*** Opening of Recorded data ***

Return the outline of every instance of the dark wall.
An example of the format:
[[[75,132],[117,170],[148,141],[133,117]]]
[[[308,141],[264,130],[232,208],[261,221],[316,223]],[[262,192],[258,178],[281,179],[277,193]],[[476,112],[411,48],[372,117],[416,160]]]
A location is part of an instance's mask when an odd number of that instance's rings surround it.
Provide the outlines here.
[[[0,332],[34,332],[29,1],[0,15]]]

*** Close of Recorded data ***

# Exercise description
Using the records, find how many lines include the string "instance" and report that number alone.

# Response
2